▶ Task description: Do these statements agree with the article on the weigh-in ticket charge? (a) Admission to the weigh-in will cost $10. (b) Only part of the MGM Grand Garden Arena will be open for the weigh-in. (c) Mayweather's share of the ticket sales will go to the Cleveland Clinic Lou Ruvo Center for Brain Health. For each, answer yes or no and quote the words of the article that decide it.

▶ Text provided:
Charge for weigh-in tickets a boxing first; proceeds will go to charity

One of the most anticipated moments of any fight week is the weigh-in, especially in Las Vegas, where fans often jam the MGM Grand Garden Arena to cheer, chant and get a look at the boxers in one more faceoff the day before they fight.

In recent years, weigh-ins for fights involving Floyd Mayweather and Manny Pacquiao have been nearly as electric as the arena on some fight nights. And the beauty of it for fight fans is that by state law in Nevada, weigh-ins are free public events in the same category as a Nevada State Athletic Commission meeting.

However, because of the massive fan turnout expected in Las Vegas for the May 2 showdown between Mayweather and Pacquiao, the promoters and the MGM Grand, in consultation with the NSAC, have decided to charge a $10 admission to the weigh-in -- a first, at least in modern boxing history, although the money generated from ticket sales will go to charity.

"All of the money that is generated from the weigh-in, every dollar, is going to charity," Brad Jacobs, the executive event producer for Top Rank, Pacquiao's promoter, told ESPN.com on Thursday.

Jacobs said the reason for the nominal charge is to help with crowd control.

"What we wanted to do was avoid the craziness you've seen at the Mayweather and Pacquiao weigh-ins where you have people sleeping out in front of the arena the night before and basically camping out," Jacobs said. "We want to avoid that. We want some orderly fashion to it so people needed to have a ticket like they need to a concert or a fight, so there's no reason for a big crowd to get there the night before.

"They will all be reserved seats. You have your ticket. There's no craziness waiting in line trying to get into the arena."

Jacobs said the full MGM Grand Garden Arena will be open for the weigh-in, as has been the case for the past few Mayweather weigh-ins, as opposed to only a portion of the arena typically being open for other fights. Jacobs said Top Rank and Pacquiao will donate their share of the proceeds to the Cleveland Clinic Lou Ruvo Center for Brain Health, which has a branch in Las Vegas and has done extensive studies on the brain health of boxers.

Jacobs said Mayweather has designated his share of the ticket sales to go to the Susan G. Komen for the Cure foundation, a breast cancer charity the fighter has supported through the years.

"We're still working everything out, but they will be sold through the regular MGM ticket outlets and we'll be distributing the information on how and when people can get tickets," Jacobs said.

Of course, tickets for the fight itself have still not gone on sale yet with 16 days to go because of contract issues between the promoters and the MGM Grand.

Top Rank CEO Bob Arum said he supports the idea of selling weigh-in tickets to help with crowd control as well as to raise money for charity.

"I suggested it a few weeks ago. I said we should sell tickets to the weigh-in as long as the money goes to charity," Arum said. "It's a good idea because nobody is going to profit and the charge will be reasonable. If [it] goes to charity, that's a good thing, right?

"Charging money for the weigh-in and putting the money in the pockets of the hotel or the fighters or the promoters would be wrong. I also think the promotion should make a sizable donation to charity on top of this."

Jacobs said the idea came up during one of the weekly meetings about event security.

"The weigh-in became one of the topics, and this became the process we thought was best," Jacobs said. "I think we all agreed on it in about 30 seconds."

▶ Information provided:
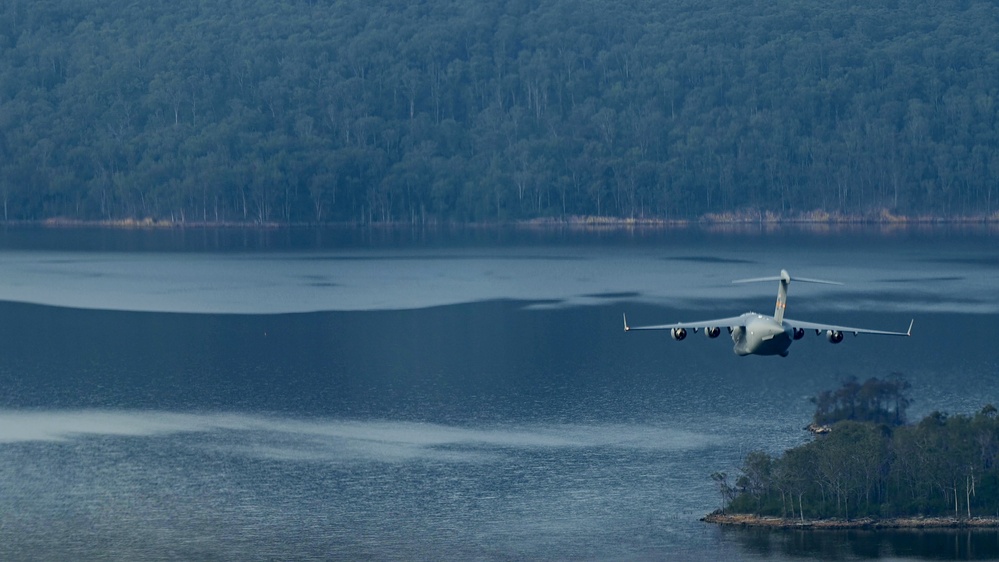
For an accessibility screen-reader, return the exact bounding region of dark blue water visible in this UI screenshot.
[0,225,999,560]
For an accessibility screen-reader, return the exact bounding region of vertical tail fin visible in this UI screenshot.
[732,269,842,322]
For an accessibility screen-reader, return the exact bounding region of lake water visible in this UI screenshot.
[0,228,999,560]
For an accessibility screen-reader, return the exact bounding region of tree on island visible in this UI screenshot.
[811,373,912,426]
[716,374,999,520]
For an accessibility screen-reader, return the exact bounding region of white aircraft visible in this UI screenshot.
[624,269,915,357]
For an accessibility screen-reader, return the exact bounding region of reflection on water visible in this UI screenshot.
[0,226,999,560]
[723,528,999,560]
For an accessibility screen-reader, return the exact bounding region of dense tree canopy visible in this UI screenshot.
[713,378,999,519]
[0,0,999,222]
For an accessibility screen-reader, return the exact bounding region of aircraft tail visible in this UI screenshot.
[732,269,842,322]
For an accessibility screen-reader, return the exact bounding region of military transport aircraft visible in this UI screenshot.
[624,269,915,357]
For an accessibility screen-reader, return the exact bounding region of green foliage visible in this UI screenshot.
[0,0,999,223]
[727,404,999,519]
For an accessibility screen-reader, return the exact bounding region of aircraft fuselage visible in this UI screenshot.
[732,312,794,357]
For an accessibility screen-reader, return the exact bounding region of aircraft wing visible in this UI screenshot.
[784,318,915,336]
[624,315,746,332]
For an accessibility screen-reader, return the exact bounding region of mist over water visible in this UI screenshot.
[0,225,999,560]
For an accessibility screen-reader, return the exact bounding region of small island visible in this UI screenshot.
[703,374,999,529]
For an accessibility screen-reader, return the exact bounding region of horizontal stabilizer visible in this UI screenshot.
[732,276,842,285]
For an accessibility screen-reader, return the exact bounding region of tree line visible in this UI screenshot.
[713,379,999,519]
[0,0,999,223]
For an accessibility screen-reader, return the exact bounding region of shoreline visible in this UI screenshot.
[701,512,999,530]
[13,211,999,229]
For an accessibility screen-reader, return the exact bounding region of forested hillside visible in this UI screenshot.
[0,0,999,222]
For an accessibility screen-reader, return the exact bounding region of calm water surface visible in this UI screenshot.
[0,225,999,560]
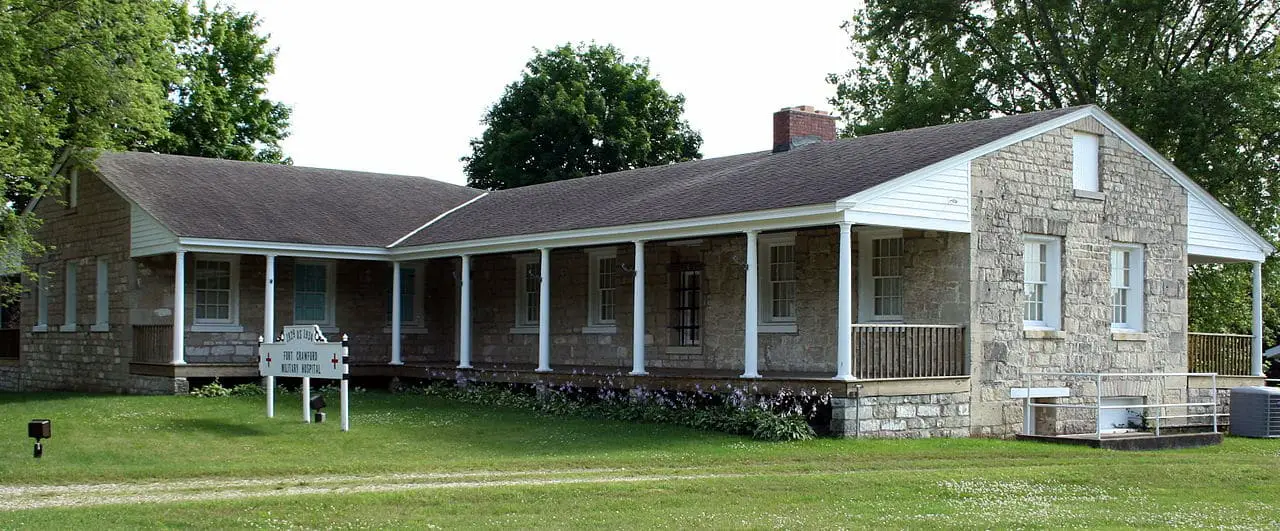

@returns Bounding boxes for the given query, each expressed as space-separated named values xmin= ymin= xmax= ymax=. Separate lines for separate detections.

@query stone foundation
xmin=831 ymin=393 xmax=969 ymax=438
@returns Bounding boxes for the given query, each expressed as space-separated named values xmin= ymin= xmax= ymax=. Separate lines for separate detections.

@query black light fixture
xmin=311 ymin=394 xmax=325 ymax=424
xmin=27 ymin=418 xmax=52 ymax=459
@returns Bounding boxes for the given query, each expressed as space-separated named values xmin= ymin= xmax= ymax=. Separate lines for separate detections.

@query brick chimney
xmin=773 ymin=105 xmax=836 ymax=154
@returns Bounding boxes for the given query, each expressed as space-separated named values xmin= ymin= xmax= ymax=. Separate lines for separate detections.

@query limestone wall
xmin=970 ymin=119 xmax=1187 ymax=435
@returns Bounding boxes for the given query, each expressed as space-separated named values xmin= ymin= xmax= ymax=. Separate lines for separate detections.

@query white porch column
xmin=389 ymin=262 xmax=404 ymax=365
xmin=836 ymin=221 xmax=854 ymax=381
xmin=1251 ymin=262 xmax=1262 ymax=376
xmin=458 ymin=255 xmax=471 ymax=369
xmin=262 ymin=255 xmax=275 ymax=343
xmin=173 ymin=250 xmax=187 ymax=365
xmin=742 ymin=230 xmax=760 ymax=377
xmin=538 ymin=247 xmax=552 ymax=372
xmin=631 ymin=239 xmax=645 ymax=376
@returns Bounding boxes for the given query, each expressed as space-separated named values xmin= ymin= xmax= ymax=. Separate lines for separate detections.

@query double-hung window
xmin=858 ymin=230 xmax=905 ymax=321
xmin=756 ymin=233 xmax=796 ymax=333
xmin=293 ymin=260 xmax=337 ymax=326
xmin=1023 ymin=235 xmax=1062 ymax=330
xmin=191 ymin=255 xmax=239 ymax=331
xmin=582 ymin=248 xmax=618 ymax=334
xmin=1111 ymin=244 xmax=1143 ymax=331
xmin=516 ymin=255 xmax=543 ymax=331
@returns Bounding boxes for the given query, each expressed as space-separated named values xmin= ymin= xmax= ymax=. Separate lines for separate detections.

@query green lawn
xmin=0 ymin=393 xmax=1280 ymax=528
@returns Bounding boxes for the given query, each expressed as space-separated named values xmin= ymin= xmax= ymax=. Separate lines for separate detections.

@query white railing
xmin=854 ymin=324 xmax=969 ymax=379
xmin=1023 ymin=372 xmax=1229 ymax=440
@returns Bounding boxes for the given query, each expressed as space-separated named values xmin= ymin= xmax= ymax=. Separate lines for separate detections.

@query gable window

▶ Solution below:
(a) Yes: "have decided to charge a $10 admission to the weigh-in"
(b) No: "the full MGM Grand Garden Arena will be open for the weigh-in"
(c) No: "Mayweather has designated his share of the ticket sales to go to the Susan G. Komen for the Cure foundation"